* BEGIN Dataset records *

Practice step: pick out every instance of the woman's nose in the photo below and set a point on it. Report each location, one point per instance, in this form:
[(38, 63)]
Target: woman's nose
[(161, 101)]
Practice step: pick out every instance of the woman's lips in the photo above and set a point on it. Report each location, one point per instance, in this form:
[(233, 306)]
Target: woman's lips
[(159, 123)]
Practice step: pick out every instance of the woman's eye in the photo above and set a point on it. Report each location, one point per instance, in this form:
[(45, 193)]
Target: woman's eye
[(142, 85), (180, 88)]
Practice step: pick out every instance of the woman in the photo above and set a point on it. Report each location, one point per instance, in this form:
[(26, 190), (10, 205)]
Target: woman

* END Dataset records *

What the exercise asks
Copy out the full listing above word for word, with no changes.

Task result
Practice step: pick out every instance of the woman's nose in the photo below and set a point on it. Report each location, one point per instance, in this form:
[(38, 63)]
Target: woman's nose
[(161, 101)]
Practice step: pick out every instance of the woman's lips in the photo above and set a point on it. Report each location, one point per instance, in this form:
[(233, 306)]
Target: woman's lips
[(159, 123)]
Practice step: pick out every instance of the woman's eye in the photo above and set a point on it. Report each location, one point per instance, in this form:
[(45, 193)]
Target: woman's eye
[(142, 85), (180, 88)]
Practice step: pick out every instance of the woman in the photo above and set a point on it. Report each location, one point per instance, in this form:
[(26, 190), (10, 205)]
Target: woman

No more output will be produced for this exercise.